TASK REQUIREMENTS
Write the next part of the sheet feeding device passage below, starting right after its final sentence.

PAGE EXCERPT
========================

The end of the plate-shaped coupling member 70 is fitted into an iron core tip end groove 74 cut in the horizontal direction at a tip end of the movable iron core 68 (end in a negative Y-axis direction, front end in FIG. 4, lower end in FIG. 5). In a portion of the movable iron core 68 where the iron core tip end groove 74 is formed, an iron core through hole 76 formed so as to penetrate the movable iron core 68 in the vertical direction (Z-axis direction) across the iron core tip end groove 74 is provided.

The plate-shaped coupling member 70 is fitted into the iron core tip end groove 74 of the movable iron core 68, and in a state in which the iron core through hole 76 of the movable iron core 68 and the coupling member through hole 72 of the plate-shaped coupling member 70 overlap with each other, the coupling pin 78 is inserted into the iron core through hole 76 from an upper part of the movable iron core 68. As a result, the coupling pin 78 inserted into the iron core through hole 76 passes through the coupling member through hole 72, and the plate-shaped coupling member 70 and the movable iron core 68 are coupled to each other.

Inner diameters of the coupling member through hole 72 and the iron core through hole 76 and an outer diameter of the coupling pin 78 are determined so that a gap is formed between the coupling member through hole 72 and iron core through hole 76 and the coupling pin 78. This allows the solenoid link 66 to rotate when the movable iron core 68 linearly moves in a direction of movement by the solenoid 62 (Y-axis direction, front-rear direction in FIG. 4, and up-down direction in FIG. 5).

As illustrated in FIGS. 4 and 5, a flange-shaped iron core stopper 80 is provided so as to surround an outer circumference of the movable iron core 68. The iron core stopper 80 serves to stop the linear movement of the movable iron core 68 when the controller 150 turns the solenoid 62 “ON” and the movable iron core 68 is drawn in. Although not illustrated in the drawing, a stopper is also provided for stopping the linear movement of the movable iron core 68 when the solenoid 62 is turned “OFF” and the movable iron core 68 is pushed out.

A series of sheet feeding operations in the sheet feeding device 30 is next described with reference to FIGS. 7 to 11. In enlarged side views of the sheet feeding device 30 illustrated in FIGS. 7 to 11, the coil spring 48, the restricting member biasing torsion spring 63, and the stopper locking unit 38a illustrated in FIG. 4 are omitted for convenience.

========================

[Stored data]

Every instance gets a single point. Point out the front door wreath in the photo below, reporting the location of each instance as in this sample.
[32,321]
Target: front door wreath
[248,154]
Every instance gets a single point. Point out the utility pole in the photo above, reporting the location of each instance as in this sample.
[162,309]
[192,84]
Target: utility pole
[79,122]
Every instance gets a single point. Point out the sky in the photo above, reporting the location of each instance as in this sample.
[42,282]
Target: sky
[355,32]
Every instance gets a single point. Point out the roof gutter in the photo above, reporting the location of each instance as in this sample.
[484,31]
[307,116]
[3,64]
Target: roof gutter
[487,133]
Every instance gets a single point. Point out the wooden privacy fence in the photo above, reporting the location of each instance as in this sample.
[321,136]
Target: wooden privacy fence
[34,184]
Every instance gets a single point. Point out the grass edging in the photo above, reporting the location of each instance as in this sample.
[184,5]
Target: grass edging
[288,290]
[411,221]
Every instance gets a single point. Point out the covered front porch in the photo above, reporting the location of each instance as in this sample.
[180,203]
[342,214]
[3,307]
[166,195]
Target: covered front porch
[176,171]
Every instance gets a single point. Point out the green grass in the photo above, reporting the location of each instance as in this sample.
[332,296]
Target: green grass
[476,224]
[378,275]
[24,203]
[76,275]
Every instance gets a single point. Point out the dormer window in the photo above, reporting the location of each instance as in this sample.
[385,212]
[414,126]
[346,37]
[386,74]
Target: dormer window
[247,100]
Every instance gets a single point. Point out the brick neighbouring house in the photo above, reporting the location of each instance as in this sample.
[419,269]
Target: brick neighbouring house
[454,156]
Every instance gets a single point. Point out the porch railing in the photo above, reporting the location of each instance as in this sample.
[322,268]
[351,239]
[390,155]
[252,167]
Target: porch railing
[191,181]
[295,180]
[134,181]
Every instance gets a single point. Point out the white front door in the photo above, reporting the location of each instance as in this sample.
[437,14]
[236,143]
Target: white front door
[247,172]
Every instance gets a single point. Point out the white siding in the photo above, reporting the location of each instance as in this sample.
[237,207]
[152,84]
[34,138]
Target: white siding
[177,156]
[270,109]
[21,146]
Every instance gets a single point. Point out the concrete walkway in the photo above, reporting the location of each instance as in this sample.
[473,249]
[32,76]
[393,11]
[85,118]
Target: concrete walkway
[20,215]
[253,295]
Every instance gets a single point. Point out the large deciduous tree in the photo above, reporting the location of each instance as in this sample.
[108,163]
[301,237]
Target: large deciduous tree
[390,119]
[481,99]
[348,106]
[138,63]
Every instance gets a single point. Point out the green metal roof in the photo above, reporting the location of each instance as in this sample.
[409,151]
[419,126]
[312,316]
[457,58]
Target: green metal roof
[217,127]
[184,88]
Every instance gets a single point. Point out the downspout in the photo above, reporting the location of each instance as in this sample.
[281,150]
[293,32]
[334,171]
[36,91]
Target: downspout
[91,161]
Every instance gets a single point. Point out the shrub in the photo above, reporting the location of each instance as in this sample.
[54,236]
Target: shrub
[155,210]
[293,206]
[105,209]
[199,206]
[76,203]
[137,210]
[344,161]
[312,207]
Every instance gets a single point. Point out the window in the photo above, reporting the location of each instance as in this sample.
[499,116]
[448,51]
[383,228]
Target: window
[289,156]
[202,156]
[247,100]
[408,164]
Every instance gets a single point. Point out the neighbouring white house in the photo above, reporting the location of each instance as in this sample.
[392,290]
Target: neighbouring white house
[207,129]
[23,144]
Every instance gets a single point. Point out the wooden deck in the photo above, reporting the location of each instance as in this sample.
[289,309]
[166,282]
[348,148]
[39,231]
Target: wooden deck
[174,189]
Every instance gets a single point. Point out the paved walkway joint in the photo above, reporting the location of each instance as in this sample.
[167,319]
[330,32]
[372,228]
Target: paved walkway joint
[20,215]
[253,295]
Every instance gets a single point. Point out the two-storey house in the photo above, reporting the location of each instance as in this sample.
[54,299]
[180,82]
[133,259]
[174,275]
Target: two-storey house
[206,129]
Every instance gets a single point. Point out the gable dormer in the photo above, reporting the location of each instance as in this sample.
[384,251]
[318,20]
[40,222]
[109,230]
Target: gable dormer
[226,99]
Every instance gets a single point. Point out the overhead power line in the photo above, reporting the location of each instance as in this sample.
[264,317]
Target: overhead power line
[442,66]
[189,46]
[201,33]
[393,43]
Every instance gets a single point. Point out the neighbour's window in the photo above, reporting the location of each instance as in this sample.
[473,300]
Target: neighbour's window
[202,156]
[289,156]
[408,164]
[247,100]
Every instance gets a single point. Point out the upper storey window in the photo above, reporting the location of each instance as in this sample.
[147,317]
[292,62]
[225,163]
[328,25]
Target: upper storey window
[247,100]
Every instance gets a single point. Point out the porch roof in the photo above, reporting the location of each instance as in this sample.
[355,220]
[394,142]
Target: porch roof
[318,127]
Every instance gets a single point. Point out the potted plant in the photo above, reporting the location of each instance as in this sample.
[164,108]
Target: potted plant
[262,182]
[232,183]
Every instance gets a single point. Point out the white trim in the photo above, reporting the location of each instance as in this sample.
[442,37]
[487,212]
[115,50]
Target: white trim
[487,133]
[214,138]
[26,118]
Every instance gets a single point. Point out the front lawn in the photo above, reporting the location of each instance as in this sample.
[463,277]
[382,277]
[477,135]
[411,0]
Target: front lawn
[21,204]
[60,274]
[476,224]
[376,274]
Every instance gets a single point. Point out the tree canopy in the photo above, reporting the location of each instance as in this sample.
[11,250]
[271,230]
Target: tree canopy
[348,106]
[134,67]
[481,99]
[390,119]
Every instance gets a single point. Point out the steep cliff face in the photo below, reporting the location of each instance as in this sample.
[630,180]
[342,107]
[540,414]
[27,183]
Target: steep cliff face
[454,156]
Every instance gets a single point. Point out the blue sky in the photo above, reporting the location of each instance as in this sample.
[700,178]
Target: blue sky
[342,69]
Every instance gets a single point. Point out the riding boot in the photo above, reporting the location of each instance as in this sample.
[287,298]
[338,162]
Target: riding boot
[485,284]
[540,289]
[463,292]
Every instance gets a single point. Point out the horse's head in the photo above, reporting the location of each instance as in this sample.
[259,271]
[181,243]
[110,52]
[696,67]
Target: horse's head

========================

EXERCISE OUTPUT
FIG. 7 is a side view of the sheet feeding device 30 in a state in which the sheet feeding operation is stopped.

When the sheet feeding operation is stopped, the solenoid 62 is in the “OFF” state, and as illustrated in FIGS. 4 and 5, the movable iron core 68 is in a pushed out state (state pushed out in arrow “B” direction in FIG. 5). At that time, the solenoid link 66 is rotated in the clockwise direction in FIG. 5 about the link support shaft 64 (arrow “B1” direction in FIG. 5). An end of the solenoid link 66 on a side in a negative Y-axis direction (the lower side in FIG. 5 and the front side in a direction perpendicular to a sheet surface in FIG. 7) moves in a direction indicated by arrow “B2” in FIGS. 5 and 7.

In this state, the link second arm 66b of the solenoid link 66 moves in the direction indicated by arrow “B2” in FIGS. 5 and 7 and presses the contact arm 46 fixed to the pickup arm 38 to the left in FIG. 7. By this pressing, the contact arm 46 rotates about the sheet feeding roller shaft 36 in the counterclockwise direction indicated by arrow “B3” in FIG. 7, and the pickup arm 38 to one end of which the contact arm 46 is fixed also rotates in the counterclockwise direction about the sheet feeding roller shaft 36. By this rotation, the other end side of the pickup arm 38 rotates so as to move upward as indicated by arrow “B4” in FIG. 7, and as a result, the pickup roller 40 rotatably supported on the other end side of the pickup arm 38 is raised.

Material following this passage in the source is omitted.